EXERCISE DIRECTIONS: Scale the data from the line with "segment --target green" to the line with "[[255,190],[256,114],[0,112],[2,183],[38,191]]", both included, and give only those lines again in full. Multiply every coordinate in the answers by 1.3, round each to a whole number with halves going up, and leave everything else as it stands.

+++ LISTING

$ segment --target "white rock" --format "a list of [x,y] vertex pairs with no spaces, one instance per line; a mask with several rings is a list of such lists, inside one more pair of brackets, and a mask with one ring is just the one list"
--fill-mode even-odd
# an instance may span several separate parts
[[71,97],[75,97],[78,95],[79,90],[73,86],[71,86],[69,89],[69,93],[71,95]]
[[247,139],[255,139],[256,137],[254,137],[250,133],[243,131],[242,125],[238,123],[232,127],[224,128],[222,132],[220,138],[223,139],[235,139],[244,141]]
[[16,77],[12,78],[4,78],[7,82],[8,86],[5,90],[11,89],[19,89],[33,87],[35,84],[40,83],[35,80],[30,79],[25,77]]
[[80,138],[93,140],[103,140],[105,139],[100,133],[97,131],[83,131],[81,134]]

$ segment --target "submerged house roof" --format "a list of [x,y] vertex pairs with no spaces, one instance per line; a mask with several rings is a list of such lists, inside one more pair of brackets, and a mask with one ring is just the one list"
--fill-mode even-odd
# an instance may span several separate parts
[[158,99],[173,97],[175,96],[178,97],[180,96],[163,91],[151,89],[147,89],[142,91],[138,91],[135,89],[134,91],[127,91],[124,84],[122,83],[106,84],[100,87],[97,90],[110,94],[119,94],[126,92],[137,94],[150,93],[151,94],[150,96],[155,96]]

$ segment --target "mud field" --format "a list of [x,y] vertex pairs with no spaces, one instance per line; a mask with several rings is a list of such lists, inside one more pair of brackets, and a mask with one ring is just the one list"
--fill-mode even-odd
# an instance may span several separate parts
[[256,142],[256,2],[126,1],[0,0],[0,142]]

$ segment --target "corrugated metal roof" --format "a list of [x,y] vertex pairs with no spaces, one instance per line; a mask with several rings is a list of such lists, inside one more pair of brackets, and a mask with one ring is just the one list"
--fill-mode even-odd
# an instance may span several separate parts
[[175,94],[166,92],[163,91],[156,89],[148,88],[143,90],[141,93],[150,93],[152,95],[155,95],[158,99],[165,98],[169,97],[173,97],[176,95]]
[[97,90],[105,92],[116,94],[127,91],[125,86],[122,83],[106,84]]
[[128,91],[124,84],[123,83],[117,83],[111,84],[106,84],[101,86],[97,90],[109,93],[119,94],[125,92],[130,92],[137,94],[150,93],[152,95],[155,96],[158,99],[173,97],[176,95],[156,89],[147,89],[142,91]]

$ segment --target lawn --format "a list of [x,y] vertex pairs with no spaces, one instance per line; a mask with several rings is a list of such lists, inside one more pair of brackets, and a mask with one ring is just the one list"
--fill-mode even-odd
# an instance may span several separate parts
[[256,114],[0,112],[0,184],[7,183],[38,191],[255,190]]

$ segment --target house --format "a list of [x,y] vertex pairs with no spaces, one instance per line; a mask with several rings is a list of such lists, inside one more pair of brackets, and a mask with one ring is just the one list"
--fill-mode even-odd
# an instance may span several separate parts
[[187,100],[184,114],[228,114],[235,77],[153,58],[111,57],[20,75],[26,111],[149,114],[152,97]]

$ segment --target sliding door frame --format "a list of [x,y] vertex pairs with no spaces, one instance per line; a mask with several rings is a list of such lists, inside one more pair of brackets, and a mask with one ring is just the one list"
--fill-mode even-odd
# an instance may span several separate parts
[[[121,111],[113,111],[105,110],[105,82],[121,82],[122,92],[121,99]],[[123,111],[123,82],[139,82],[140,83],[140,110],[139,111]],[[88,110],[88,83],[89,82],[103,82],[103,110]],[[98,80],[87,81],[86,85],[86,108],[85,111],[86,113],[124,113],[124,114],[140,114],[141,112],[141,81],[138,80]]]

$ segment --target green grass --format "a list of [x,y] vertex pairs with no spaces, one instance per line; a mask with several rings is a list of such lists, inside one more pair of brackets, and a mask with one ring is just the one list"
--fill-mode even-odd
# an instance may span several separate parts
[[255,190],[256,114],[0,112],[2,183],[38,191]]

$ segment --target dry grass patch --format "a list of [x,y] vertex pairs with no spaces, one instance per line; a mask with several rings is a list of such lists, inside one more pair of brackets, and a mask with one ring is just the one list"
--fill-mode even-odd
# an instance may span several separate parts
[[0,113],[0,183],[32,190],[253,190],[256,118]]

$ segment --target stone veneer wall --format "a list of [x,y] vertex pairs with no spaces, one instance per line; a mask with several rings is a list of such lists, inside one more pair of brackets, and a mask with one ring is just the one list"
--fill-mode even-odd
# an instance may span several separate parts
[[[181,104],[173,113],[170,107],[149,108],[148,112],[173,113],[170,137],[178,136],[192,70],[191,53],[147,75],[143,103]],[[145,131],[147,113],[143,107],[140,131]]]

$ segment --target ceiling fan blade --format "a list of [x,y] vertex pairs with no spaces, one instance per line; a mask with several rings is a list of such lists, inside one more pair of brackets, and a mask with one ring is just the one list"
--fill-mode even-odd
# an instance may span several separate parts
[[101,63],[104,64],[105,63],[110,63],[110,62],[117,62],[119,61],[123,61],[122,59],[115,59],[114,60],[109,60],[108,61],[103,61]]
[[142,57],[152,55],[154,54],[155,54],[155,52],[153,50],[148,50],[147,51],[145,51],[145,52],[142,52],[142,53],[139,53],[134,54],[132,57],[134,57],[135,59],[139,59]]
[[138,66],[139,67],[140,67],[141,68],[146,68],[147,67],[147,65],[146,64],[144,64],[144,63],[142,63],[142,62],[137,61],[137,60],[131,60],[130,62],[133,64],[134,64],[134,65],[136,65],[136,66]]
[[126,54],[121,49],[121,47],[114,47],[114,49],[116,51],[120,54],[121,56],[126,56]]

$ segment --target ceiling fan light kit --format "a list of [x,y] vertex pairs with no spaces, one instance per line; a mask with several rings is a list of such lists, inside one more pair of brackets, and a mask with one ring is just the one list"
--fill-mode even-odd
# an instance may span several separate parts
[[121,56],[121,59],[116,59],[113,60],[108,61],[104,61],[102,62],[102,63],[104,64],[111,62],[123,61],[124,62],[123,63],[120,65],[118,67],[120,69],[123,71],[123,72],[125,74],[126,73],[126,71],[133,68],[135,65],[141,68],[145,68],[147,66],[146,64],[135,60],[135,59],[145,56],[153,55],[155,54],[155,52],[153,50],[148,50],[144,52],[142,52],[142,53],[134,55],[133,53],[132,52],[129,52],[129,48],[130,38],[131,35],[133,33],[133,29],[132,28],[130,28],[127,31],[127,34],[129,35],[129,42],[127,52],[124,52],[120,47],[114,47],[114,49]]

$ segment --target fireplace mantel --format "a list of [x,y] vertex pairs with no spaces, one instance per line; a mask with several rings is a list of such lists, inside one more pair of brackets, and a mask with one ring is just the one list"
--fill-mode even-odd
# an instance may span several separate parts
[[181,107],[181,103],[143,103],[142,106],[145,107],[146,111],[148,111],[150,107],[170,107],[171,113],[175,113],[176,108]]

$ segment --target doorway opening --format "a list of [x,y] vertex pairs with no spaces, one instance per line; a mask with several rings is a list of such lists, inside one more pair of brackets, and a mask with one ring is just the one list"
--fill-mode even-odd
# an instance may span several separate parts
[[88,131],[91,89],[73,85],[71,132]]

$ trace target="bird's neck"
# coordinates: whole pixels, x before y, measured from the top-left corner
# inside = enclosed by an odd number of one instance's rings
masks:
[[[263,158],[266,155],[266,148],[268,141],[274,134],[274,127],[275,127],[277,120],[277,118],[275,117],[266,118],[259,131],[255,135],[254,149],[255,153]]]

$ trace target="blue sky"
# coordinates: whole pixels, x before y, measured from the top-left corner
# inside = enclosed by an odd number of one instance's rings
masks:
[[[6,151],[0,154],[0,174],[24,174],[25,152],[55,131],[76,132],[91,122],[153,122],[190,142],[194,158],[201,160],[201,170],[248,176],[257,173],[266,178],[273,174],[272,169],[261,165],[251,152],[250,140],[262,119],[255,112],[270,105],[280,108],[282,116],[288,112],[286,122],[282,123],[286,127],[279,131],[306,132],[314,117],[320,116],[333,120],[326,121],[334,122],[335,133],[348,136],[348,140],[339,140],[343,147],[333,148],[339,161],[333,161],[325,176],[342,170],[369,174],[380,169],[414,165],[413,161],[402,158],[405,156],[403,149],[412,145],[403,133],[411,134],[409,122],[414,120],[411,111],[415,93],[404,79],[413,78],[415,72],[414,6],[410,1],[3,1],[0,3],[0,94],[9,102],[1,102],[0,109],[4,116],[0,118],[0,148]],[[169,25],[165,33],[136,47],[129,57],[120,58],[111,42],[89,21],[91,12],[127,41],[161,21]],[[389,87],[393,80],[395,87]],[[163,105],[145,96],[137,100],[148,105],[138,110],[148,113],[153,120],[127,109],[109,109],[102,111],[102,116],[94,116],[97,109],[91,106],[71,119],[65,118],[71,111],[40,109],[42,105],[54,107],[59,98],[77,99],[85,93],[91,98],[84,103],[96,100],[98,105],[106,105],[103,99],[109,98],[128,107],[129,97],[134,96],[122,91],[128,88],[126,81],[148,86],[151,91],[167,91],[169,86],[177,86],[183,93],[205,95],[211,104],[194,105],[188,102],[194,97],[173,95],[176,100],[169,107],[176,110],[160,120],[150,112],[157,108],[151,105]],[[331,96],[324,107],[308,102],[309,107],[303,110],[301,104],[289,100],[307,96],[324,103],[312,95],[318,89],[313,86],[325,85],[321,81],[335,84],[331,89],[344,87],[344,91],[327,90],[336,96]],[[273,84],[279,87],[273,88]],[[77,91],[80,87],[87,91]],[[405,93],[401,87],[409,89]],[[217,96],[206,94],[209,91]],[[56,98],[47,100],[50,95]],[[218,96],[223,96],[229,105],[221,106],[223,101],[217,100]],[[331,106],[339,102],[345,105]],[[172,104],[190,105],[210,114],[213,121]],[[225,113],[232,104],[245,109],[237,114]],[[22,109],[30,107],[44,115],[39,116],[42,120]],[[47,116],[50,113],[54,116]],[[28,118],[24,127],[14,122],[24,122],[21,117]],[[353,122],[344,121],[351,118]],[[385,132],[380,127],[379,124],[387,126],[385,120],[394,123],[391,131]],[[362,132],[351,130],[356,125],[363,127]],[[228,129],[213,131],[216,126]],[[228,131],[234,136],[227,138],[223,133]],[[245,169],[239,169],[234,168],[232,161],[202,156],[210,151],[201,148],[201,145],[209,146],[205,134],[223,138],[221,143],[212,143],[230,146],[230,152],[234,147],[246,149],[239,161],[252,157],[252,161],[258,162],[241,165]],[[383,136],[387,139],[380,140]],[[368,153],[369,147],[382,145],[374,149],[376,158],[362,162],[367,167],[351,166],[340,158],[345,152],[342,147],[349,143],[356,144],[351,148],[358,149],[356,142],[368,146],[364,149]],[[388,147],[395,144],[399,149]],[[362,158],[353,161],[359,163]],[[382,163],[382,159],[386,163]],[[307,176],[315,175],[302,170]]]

++++++

TASK RESULT:
$ segment --target green grass --format "a list of [x,y] vertex pairs with no spaces, one instance per line; a mask with several rings is a list of such lists, inside one more pair of brackets, and a mask with one ring is just the one list"
--fill-mode even-odd
# an instance may span several separate parts
[[332,247],[333,148],[0,146],[3,238],[49,248]]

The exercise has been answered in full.